**WHAT TO DO**
Can you copy out the lines below word for word, keeping every character, number, and line break unchanged?

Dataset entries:
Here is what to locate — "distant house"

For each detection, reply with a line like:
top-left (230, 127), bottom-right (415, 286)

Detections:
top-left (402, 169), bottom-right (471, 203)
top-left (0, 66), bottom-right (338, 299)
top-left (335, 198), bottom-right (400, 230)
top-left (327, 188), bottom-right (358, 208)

**REPLY**
Here is what to locate — "distant house"

For each detection, reply with a line like:
top-left (230, 127), bottom-right (415, 286)

Detections:
top-left (402, 169), bottom-right (471, 203)
top-left (0, 66), bottom-right (338, 299)
top-left (335, 198), bottom-right (400, 230)
top-left (327, 188), bottom-right (358, 208)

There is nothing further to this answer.